A block of data:
<<<<

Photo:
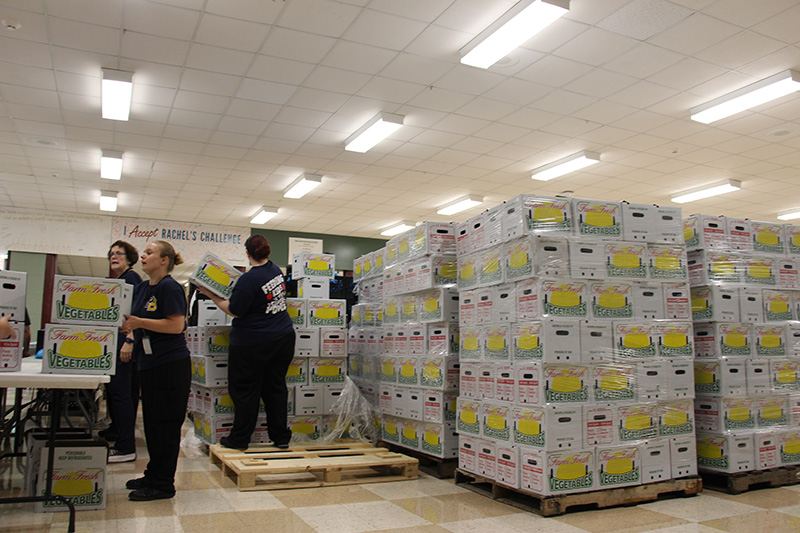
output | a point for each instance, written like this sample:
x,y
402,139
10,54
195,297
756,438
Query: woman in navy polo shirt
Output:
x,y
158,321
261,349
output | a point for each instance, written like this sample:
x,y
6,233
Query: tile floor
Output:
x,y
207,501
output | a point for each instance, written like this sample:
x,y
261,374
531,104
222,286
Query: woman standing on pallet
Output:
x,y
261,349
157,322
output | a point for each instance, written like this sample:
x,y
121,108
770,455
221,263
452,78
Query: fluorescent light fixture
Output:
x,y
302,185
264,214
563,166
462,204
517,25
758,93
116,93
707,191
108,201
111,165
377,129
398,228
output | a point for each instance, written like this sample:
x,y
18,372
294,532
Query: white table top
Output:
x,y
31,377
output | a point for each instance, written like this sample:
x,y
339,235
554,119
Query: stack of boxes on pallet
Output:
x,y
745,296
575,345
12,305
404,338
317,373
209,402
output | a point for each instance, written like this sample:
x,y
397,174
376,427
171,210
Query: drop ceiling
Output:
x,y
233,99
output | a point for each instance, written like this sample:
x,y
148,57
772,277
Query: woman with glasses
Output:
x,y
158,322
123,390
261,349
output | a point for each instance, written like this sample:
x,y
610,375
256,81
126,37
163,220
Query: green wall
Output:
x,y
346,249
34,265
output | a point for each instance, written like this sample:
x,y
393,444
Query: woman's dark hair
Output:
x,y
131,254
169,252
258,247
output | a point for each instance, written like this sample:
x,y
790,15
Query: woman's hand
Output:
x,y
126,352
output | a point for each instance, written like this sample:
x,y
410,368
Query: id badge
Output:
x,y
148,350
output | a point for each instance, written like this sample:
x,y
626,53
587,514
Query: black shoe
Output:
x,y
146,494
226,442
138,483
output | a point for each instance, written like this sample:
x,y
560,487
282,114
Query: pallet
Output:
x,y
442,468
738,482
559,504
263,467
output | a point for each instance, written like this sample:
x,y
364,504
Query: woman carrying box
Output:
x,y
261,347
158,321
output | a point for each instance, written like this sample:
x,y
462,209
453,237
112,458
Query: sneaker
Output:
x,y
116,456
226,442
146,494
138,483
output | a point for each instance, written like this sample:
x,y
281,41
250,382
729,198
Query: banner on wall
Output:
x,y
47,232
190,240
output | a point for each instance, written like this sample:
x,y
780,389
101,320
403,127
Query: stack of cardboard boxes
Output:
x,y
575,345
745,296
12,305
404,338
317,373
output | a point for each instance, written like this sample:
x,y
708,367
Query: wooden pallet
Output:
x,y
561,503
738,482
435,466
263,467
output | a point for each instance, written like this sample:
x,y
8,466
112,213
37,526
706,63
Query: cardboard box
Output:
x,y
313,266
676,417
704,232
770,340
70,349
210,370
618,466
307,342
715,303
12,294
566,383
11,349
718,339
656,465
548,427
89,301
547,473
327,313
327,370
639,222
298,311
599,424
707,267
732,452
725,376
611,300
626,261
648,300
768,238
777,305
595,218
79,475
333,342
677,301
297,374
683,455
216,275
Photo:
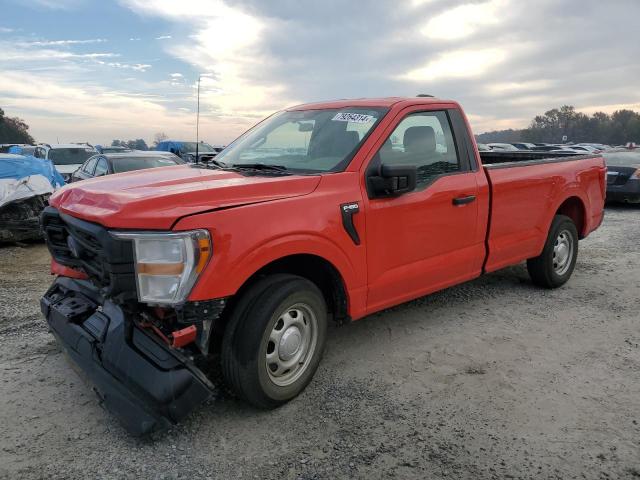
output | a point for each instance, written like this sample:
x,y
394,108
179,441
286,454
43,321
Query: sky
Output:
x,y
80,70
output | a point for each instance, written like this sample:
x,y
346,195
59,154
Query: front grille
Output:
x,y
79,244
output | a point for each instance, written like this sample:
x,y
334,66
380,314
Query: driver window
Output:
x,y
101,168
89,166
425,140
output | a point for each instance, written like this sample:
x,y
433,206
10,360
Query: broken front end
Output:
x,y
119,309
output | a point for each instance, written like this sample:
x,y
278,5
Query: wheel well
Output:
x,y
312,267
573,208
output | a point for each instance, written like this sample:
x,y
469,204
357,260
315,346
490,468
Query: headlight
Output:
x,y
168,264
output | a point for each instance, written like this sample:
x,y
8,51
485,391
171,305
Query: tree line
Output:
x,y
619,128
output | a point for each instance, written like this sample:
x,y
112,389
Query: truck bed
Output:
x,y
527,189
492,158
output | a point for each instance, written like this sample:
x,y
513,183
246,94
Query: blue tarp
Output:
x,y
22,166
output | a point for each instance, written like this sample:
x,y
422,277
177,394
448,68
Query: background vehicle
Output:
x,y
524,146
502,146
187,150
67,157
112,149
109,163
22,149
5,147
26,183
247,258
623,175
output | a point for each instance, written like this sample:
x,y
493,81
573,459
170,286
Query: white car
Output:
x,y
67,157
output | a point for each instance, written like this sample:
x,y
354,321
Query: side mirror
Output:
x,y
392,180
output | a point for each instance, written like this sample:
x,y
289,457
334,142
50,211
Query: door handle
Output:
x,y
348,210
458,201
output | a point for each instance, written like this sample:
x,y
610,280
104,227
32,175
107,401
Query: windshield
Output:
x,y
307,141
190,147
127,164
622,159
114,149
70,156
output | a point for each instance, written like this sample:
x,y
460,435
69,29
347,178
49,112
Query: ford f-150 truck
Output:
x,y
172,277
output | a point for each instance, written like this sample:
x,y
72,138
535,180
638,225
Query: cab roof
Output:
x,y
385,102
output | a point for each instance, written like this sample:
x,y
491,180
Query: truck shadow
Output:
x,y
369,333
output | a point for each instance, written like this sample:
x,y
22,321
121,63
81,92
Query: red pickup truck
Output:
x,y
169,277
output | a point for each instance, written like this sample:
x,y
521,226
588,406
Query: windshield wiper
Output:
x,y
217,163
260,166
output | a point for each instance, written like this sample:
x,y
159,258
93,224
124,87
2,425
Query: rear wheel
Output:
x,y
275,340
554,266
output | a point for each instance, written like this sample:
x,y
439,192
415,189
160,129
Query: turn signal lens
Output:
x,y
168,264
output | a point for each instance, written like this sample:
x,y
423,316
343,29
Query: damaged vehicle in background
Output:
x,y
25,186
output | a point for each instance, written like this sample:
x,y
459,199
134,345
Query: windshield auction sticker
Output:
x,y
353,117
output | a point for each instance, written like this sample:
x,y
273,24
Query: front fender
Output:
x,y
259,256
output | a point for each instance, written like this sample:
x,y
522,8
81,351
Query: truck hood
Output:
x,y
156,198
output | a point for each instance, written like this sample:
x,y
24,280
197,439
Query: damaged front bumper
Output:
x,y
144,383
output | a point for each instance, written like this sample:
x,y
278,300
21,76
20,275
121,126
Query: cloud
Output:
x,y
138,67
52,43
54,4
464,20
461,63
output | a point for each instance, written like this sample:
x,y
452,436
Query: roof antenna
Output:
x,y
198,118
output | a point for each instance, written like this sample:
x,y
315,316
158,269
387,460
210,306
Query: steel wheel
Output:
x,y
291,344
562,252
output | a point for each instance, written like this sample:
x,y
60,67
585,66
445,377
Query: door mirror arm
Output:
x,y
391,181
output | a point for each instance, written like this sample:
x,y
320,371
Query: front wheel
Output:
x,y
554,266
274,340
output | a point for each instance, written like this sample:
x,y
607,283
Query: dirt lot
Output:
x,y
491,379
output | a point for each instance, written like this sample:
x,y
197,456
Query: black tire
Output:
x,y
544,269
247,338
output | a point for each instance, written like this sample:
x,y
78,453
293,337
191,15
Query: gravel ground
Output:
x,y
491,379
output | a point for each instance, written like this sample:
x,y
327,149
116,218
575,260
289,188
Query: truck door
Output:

>>>>

Instructions to follow —
Pick out each line in the block of data above that contains the word "woman". Case counts.

Correct answer —
Query: woman in navy polo shirt
Query: woman standing on pallet
Query: woman with glasses
Query: woman's dark hair
Query: woman's hand
Query: woman carrying box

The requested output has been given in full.